Recast the lines below as a two-column CSV with the headers "prompt" and "points," giving one row to each pair of text and marks. Enclose every value in double quotes as a single field and replace any line breaks with spaces.

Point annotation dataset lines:
_____
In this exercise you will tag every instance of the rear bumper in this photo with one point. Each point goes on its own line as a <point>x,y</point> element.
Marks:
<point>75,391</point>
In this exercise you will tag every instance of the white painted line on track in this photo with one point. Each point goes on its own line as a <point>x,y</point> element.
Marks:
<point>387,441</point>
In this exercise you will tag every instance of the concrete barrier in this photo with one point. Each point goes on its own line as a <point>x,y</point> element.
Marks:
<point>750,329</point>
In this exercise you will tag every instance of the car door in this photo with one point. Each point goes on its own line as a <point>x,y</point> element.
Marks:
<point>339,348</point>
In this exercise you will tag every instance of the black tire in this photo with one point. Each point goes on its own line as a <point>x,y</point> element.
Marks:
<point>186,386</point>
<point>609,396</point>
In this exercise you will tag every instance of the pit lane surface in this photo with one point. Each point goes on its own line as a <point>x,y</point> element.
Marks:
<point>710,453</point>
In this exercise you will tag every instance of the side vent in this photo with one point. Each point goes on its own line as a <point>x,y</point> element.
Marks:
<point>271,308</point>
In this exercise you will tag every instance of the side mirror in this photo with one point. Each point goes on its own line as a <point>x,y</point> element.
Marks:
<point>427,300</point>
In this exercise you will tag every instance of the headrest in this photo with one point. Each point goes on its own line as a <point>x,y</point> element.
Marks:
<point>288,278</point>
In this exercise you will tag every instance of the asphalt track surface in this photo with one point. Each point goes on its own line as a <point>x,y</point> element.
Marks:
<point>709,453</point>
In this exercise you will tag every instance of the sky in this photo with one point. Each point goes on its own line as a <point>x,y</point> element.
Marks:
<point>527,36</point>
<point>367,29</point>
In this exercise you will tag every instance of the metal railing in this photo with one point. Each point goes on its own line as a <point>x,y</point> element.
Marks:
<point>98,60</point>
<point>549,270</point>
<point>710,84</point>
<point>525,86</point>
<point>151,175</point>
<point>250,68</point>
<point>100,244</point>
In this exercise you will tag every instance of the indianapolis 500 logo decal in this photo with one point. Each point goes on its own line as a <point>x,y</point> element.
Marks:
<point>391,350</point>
_____
* Exercise output *
prompt,points
"In this exercise you will tag every instance of the rear bumper in this photo with one point. Each point goes on its own line as a <point>x,y</point> element. Marks:","<point>75,391</point>"
"In this exercise you will tag every instance of the white painted line on track in this photo with one point. Each point goes on its own line as a <point>x,y</point> element. Marks:","<point>387,441</point>"
"In this exercise you will tag every instance of the concrete barrier in this photo with one point. Each point goes on its own line as a <point>x,y</point> element. Marks:","<point>750,329</point>"
"In this exercise you will tag every instance of the car door in this photo with one point. Each point goes on its own line as a <point>x,y</point> element. Marks:","<point>339,348</point>"
"In this exercise you will tag every instance of the black tire in this photo with one point. Each point goes on its own line as a <point>x,y</point> element. Marks:","<point>186,386</point> <point>609,396</point>"
"In this exercise you will tag every instance of the pit lane surface in this photo with one point. Each point goes on its own line as a <point>x,y</point> element. Marks:","<point>710,453</point>"
"In this exercise you will tag every instance of the side vent in this photo with one point. Each point goes on its own line as a <point>x,y</point> element. Marks:","<point>271,308</point>"
"In this exercise you will tag every instance of the side mirror in this photo with one point. Each point goes on its own line as a <point>x,y</point> element. Marks:","<point>427,300</point>"
"In this exercise you will tag every instance of the headrest in this photo with one point. Each point goes on its own line as a <point>x,y</point> element. Marks:","<point>288,278</point>"
"In this exercise you will tag every instance of the asphalt track surface in this photo with one point. Each point goes on its own line as a <point>x,y</point> element. Marks:","<point>709,453</point>"
"In this exercise you will tag every instance of the sky in this photo with one point. Each point goes on its own line as a <point>x,y</point> element. Marks:","<point>527,36</point> <point>367,29</point>"
"In this exercise you will tag every instance of the metal railing in this photo with one point. Each point goes on its own line as a <point>x,y</point> element. Marks:","<point>98,60</point> <point>549,270</point> <point>710,84</point> <point>525,86</point> <point>151,175</point> <point>250,68</point> <point>100,244</point>"
"In this exercise you will tag every instance of the indianapolis 500 logo decal in this photo with one point. Each point goes on its own line as a <point>x,y</point> element. Marks:","<point>391,350</point>"